RECORD EXCERPTS =>
↓

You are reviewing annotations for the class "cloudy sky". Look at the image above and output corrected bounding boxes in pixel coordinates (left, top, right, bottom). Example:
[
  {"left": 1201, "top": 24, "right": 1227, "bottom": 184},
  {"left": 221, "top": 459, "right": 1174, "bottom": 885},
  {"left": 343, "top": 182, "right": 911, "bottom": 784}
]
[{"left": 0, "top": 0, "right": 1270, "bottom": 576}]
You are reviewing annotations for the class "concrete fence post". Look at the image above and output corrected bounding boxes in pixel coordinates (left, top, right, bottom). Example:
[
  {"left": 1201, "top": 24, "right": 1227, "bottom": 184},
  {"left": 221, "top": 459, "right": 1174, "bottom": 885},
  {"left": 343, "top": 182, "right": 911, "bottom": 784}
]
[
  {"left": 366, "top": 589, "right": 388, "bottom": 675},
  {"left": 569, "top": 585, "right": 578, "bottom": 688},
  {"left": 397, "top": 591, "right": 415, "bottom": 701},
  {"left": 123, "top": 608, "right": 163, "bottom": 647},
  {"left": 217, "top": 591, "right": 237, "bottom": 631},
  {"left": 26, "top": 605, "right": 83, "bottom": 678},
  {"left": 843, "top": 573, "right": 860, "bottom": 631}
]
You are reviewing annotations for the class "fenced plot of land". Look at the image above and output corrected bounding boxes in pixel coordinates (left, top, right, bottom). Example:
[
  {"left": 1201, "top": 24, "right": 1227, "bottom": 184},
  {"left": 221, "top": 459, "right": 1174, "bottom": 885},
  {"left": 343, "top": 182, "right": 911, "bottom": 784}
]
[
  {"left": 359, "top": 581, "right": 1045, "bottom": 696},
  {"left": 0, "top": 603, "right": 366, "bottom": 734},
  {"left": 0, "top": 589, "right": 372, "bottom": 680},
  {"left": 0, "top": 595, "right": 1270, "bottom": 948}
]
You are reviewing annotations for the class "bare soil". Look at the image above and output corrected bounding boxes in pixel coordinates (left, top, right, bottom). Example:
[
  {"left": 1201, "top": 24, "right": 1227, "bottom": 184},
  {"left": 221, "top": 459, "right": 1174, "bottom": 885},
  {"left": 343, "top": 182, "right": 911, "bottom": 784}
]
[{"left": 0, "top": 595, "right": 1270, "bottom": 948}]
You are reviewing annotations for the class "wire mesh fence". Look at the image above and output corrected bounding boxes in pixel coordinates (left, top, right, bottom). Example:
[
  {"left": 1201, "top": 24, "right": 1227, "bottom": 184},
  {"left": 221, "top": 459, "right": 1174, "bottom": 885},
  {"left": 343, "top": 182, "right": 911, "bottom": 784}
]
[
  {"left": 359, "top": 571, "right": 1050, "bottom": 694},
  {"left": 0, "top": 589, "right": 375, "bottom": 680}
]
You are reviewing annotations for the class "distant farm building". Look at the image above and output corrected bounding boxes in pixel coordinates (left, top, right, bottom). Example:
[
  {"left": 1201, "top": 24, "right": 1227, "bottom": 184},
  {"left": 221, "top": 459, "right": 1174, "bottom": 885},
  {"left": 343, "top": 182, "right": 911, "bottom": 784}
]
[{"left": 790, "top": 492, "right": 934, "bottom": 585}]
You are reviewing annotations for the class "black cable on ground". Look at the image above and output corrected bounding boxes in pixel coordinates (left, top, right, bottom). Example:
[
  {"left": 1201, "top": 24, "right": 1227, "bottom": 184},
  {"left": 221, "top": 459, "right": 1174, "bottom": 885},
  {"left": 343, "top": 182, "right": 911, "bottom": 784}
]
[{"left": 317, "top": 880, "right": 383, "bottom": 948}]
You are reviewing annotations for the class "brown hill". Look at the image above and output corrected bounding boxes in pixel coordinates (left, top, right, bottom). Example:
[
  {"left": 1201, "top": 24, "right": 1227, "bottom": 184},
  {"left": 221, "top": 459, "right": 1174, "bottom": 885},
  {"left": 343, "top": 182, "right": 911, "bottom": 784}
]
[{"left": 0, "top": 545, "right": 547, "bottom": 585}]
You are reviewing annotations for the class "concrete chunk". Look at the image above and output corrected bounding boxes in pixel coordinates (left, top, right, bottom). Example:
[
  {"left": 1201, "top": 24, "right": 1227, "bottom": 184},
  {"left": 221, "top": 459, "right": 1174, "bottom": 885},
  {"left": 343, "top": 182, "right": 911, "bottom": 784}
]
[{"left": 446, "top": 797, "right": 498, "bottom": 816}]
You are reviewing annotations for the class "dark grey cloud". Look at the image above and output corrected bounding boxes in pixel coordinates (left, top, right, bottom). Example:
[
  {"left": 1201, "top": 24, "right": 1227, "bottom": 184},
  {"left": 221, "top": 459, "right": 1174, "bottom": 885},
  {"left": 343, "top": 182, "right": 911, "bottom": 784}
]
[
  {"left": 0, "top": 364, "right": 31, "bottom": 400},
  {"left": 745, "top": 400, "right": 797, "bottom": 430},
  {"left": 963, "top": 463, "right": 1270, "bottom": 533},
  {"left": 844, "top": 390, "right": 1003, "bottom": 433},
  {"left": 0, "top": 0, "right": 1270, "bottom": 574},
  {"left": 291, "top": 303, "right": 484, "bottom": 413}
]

↑

Extract each line from the records above that contains the word "concrete".

You are reviewing annotations for the class "concrete fence post". Look at the image above and output corrected bounding boxes in pixel coordinates (left, top, right, bottom). Example:
You are reviewing annotations for the class "concrete chunk". Look at the image above and output corrected bounding boxes in pixel coordinates (left, top, right, bottom). Example:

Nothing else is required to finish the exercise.